**What to do**:
Your job is to transcribe all the records that follow, excluding any pictures.

**Supplied data**:
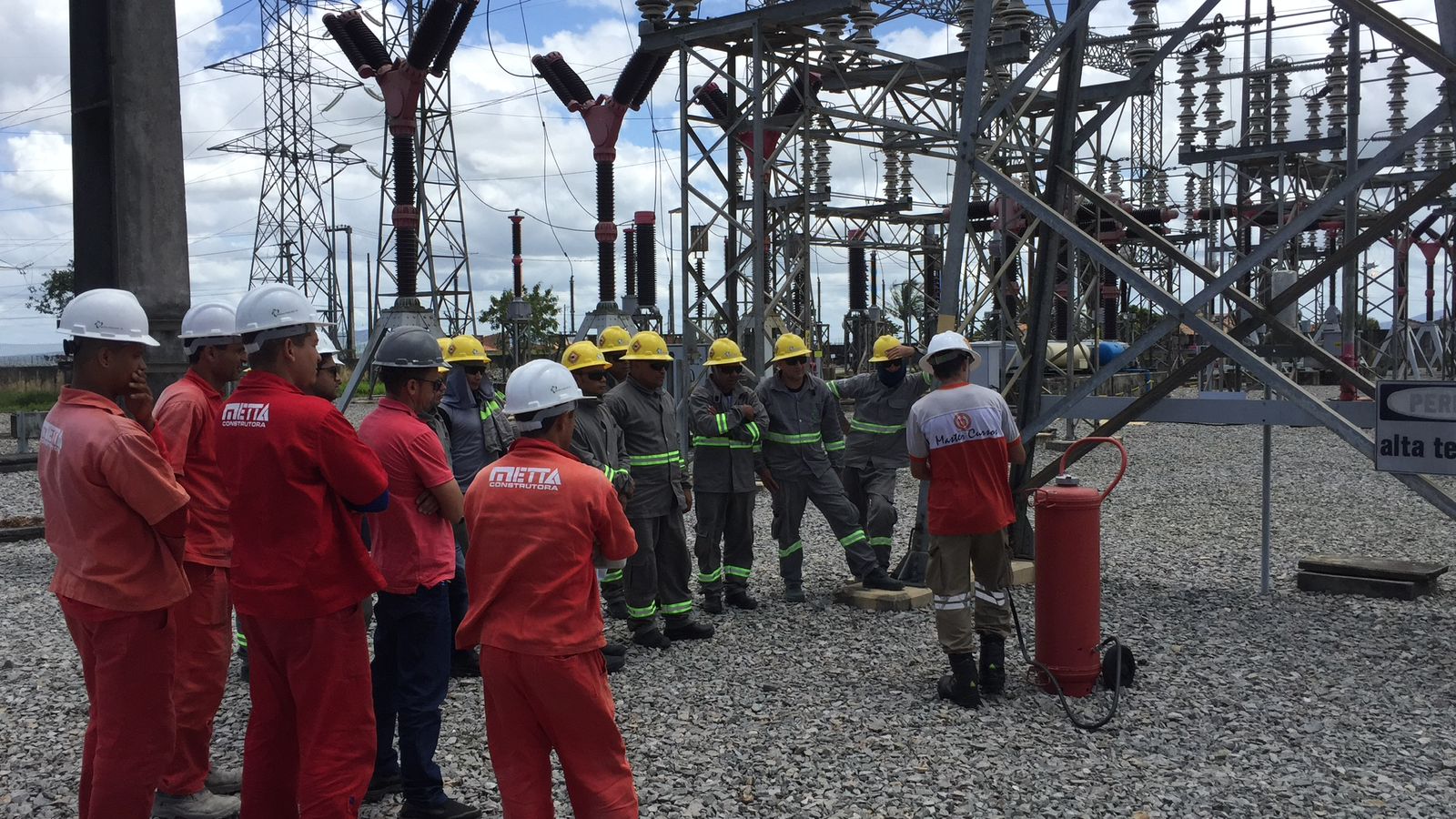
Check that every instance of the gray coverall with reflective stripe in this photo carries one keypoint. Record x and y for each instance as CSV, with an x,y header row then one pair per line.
x,y
597,442
657,576
804,450
724,482
875,450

**Solved problem**:
Check that every instance of the gray coverall with reflective stripe in this photo carries one keypoint. Record x and y for each instance as CSV, with an x,y header row then one pair per line.
x,y
597,442
657,576
804,450
724,482
875,450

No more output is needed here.